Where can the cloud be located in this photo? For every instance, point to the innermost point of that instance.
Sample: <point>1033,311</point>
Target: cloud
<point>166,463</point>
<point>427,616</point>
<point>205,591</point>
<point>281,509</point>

> _What to work on_: Quote every line of the records above verbatim.

> _Worked solution_:
Where can the cloud be located in this photo? For every instance, point to the innermost point of that instance.
Sample: <point>1033,311</point>
Target: cloud
<point>166,463</point>
<point>427,616</point>
<point>205,591</point>
<point>281,509</point>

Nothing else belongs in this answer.